>>>

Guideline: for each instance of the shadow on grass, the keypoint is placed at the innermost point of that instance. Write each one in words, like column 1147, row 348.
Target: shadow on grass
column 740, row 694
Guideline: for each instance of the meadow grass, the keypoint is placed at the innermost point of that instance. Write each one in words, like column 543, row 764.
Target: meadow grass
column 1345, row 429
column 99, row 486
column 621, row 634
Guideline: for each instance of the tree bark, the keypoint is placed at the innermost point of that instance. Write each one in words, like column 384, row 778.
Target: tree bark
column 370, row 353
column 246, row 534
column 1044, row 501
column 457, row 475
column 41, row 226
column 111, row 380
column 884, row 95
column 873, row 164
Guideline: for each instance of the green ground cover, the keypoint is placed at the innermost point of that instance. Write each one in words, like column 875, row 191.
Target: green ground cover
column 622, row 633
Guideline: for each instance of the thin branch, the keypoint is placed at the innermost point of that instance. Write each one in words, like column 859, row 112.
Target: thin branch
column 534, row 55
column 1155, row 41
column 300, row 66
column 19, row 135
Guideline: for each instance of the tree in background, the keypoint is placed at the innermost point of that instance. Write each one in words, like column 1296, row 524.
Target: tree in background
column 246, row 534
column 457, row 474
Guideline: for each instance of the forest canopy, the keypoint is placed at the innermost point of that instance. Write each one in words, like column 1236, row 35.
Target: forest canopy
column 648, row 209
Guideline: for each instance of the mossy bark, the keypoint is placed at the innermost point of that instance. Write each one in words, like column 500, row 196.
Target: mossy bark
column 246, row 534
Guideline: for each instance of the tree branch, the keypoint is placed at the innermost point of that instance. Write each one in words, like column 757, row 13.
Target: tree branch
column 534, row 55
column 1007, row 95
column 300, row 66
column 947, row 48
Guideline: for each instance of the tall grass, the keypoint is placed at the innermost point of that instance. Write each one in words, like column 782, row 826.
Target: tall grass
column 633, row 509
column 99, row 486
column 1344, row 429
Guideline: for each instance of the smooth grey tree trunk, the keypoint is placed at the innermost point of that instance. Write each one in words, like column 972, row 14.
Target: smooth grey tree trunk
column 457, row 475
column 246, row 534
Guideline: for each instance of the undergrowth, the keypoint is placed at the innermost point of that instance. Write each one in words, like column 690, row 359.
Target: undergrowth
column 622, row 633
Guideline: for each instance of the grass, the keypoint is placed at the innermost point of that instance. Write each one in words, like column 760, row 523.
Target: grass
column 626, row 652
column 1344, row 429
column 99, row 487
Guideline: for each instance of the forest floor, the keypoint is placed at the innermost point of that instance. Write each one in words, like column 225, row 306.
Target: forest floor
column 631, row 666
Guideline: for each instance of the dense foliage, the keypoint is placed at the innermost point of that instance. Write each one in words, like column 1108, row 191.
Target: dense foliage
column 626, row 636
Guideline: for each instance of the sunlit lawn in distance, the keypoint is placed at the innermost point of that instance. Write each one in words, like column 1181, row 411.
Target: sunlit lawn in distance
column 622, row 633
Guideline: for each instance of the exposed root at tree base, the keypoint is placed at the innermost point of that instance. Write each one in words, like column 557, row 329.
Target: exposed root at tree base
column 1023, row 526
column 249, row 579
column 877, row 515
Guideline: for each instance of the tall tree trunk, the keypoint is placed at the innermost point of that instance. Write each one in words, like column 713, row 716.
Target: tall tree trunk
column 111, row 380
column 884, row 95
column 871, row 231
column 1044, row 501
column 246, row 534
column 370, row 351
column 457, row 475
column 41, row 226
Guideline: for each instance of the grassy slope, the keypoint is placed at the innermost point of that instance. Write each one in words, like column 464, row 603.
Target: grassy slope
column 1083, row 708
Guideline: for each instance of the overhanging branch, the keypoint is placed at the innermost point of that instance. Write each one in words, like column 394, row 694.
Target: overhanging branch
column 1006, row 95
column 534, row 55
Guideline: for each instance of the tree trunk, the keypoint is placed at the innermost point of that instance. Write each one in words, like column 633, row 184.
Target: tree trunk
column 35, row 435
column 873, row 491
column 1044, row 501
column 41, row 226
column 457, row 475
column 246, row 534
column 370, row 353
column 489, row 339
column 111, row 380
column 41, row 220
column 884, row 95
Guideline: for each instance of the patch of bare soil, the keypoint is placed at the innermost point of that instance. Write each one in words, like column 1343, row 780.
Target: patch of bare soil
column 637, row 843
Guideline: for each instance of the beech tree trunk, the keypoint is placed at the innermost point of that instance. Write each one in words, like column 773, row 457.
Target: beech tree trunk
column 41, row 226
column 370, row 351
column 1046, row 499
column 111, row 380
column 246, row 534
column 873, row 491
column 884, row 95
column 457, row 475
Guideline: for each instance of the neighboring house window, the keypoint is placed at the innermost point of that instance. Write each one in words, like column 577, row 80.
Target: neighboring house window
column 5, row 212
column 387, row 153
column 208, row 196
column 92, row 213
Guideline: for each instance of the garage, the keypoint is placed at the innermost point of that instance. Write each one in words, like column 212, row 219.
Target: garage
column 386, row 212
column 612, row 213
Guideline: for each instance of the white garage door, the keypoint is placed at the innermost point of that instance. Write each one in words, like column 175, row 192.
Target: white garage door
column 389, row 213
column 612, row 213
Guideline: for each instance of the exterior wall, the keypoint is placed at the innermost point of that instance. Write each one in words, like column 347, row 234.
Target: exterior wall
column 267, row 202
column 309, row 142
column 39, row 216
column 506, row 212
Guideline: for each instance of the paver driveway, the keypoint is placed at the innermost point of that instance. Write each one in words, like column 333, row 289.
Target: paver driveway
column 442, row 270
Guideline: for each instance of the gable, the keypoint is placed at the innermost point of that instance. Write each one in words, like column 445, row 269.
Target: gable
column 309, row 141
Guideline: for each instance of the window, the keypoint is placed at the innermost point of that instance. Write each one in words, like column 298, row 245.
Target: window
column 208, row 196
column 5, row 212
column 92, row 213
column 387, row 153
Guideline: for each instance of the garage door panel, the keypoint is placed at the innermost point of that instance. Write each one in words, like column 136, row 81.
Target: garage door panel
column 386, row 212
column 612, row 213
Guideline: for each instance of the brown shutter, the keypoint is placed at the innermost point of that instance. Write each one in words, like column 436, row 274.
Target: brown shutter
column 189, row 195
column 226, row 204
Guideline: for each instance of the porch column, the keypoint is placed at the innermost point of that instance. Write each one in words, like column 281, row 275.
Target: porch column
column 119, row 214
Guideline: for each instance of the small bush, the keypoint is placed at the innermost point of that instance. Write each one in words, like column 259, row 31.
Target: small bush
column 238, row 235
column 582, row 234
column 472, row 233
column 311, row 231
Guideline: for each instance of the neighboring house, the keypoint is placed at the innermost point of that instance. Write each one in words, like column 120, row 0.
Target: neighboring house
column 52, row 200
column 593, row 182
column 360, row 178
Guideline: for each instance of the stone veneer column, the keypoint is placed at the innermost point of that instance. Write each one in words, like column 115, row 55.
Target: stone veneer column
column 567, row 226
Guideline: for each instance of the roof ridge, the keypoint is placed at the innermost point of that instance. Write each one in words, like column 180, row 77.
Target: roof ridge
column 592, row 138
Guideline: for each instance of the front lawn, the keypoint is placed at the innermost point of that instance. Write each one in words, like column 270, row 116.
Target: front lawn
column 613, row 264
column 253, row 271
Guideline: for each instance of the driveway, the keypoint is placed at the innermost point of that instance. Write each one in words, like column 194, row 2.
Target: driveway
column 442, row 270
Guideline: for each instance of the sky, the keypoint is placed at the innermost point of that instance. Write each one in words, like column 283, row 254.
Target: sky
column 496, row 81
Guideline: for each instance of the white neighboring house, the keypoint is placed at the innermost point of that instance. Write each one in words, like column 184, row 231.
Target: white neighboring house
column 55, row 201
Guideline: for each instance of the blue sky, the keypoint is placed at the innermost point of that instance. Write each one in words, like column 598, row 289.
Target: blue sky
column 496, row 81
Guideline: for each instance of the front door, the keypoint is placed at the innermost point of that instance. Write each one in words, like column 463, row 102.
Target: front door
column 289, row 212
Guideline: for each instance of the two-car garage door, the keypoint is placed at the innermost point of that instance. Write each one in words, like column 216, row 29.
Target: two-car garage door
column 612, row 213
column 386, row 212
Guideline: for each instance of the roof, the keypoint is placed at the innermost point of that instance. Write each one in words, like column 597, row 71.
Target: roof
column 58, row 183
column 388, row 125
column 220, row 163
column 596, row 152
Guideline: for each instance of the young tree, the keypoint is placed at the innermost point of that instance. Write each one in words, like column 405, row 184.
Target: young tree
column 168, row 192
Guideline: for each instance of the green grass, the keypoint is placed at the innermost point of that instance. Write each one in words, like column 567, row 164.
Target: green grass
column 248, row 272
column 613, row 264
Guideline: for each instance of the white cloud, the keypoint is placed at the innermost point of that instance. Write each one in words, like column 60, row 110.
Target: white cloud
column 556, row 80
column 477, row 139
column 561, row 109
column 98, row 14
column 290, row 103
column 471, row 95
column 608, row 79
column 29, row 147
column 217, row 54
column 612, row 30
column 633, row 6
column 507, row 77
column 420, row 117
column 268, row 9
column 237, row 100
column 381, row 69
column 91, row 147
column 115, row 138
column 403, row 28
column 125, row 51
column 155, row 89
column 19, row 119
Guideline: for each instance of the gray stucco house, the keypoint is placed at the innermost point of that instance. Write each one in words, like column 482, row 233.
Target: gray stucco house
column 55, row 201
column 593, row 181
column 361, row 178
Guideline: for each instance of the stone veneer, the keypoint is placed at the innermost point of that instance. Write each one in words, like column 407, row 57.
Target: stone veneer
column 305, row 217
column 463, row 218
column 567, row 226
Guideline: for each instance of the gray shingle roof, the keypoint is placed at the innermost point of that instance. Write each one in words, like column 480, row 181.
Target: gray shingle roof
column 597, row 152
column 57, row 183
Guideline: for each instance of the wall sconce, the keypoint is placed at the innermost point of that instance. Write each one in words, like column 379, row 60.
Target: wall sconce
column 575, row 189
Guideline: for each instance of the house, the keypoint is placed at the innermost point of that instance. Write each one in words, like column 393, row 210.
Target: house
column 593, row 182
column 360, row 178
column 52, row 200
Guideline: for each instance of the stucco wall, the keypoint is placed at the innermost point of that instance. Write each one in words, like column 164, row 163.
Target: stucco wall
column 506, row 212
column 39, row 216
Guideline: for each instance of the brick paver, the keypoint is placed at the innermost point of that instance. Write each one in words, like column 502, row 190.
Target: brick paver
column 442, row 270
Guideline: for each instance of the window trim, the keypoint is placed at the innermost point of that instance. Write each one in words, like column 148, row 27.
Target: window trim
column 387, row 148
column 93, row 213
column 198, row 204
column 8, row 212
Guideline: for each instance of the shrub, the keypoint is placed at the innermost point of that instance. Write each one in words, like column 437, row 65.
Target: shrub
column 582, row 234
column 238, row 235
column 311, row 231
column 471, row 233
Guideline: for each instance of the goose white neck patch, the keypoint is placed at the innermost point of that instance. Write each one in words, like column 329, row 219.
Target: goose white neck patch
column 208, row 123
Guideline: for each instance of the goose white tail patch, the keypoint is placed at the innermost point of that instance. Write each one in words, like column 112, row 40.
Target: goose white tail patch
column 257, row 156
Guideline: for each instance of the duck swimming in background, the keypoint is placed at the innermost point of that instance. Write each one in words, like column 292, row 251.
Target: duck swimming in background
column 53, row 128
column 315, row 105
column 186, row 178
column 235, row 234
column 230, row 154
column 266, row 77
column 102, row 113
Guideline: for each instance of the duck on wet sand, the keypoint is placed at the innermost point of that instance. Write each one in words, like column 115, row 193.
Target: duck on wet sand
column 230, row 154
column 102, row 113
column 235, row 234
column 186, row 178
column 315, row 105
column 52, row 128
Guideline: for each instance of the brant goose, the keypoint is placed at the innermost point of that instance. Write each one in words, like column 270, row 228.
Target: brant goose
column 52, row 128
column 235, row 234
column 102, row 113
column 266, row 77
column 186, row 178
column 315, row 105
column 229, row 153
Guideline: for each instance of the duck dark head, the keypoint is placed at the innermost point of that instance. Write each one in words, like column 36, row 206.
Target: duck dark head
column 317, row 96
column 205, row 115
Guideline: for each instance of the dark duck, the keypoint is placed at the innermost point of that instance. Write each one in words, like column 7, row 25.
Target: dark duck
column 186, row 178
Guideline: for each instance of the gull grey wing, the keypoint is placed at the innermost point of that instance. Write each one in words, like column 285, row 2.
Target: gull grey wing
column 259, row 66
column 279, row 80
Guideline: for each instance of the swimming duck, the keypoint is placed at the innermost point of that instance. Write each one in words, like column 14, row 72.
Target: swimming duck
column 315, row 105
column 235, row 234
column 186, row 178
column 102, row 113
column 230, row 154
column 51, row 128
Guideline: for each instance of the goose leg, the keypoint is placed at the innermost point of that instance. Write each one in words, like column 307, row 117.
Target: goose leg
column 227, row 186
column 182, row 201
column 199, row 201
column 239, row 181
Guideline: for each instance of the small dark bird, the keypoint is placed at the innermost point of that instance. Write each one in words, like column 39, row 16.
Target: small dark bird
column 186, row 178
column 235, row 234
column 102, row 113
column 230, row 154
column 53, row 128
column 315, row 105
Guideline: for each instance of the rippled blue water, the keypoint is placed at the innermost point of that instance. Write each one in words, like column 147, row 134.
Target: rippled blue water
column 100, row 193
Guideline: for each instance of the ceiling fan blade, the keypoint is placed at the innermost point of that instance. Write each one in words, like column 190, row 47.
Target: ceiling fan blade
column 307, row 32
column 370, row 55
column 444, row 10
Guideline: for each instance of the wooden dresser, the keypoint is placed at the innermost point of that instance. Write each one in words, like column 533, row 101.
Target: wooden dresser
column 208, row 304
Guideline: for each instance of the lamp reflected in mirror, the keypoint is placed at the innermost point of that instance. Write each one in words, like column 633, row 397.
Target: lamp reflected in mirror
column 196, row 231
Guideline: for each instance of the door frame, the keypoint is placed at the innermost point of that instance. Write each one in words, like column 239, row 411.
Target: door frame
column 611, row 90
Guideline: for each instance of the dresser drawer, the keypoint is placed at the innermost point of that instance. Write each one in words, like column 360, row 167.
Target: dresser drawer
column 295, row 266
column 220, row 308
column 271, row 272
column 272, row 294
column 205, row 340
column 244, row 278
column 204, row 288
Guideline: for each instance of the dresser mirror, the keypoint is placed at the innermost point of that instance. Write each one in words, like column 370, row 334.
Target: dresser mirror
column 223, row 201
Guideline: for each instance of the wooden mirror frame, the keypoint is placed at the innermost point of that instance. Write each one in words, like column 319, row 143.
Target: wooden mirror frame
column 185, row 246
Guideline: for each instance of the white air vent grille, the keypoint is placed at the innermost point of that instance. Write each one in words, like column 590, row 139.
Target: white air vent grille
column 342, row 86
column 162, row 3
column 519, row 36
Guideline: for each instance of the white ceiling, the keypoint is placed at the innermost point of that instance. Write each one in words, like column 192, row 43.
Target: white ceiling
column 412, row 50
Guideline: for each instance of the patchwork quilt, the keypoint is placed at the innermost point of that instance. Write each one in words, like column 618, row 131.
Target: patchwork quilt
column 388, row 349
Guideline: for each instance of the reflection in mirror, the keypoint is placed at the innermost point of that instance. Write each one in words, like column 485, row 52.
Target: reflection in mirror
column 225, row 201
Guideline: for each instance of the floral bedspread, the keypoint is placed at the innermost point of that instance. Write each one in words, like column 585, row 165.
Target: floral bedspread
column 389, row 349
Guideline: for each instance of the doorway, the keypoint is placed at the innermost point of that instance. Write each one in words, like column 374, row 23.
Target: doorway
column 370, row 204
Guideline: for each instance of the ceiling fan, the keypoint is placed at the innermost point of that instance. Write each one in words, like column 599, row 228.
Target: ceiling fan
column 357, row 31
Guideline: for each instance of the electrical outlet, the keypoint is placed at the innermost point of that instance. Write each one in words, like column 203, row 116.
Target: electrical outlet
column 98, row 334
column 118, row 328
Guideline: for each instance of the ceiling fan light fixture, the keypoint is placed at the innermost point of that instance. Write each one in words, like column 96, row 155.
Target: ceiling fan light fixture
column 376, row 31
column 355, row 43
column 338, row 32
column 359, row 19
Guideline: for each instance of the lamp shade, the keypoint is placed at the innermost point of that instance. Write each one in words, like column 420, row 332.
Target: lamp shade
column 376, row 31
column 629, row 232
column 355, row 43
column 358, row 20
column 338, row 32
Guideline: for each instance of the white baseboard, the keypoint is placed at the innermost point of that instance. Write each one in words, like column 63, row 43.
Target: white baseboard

<<<

PROBLEM DETAILS
Can you rewrite everything in the data from the line containing "Guideline: for each instance of the wall" down to the line containing "column 8, row 212", both included, as a JSON list of strings with one string per line and no blank lines?

TASK ANSWER
[
  "Guideline: for each instance of the wall sconce, the keypoint is placed at the innermost point of that instance. Write each one in words, like column 379, row 60.",
  "Target: wall sconce",
  "column 575, row 189",
  "Guideline: for each instance of the house, the keypoint is placed at the innermost point of that instance. Write each one in words, like column 393, row 210.",
  "Target: house",
  "column 593, row 182",
  "column 360, row 178",
  "column 52, row 200",
  "Guideline: for each instance of the stucco wall, the keypoint is placed at the innermost point of that instance. Write each one in words, like column 164, row 163.",
  "Target: stucco wall",
  "column 506, row 212",
  "column 39, row 216",
  "Guideline: for each instance of the brick paver, the keypoint is placed at the innermost point of that instance. Write each one in words, like column 502, row 190.",
  "Target: brick paver",
  "column 442, row 270",
  "Guideline: for each instance of the window trim, the keypoint is placed at the innermost point of that instance. Write each one in words, like column 148, row 27.",
  "Target: window trim",
  "column 387, row 148",
  "column 93, row 213",
  "column 198, row 204",
  "column 8, row 212"
]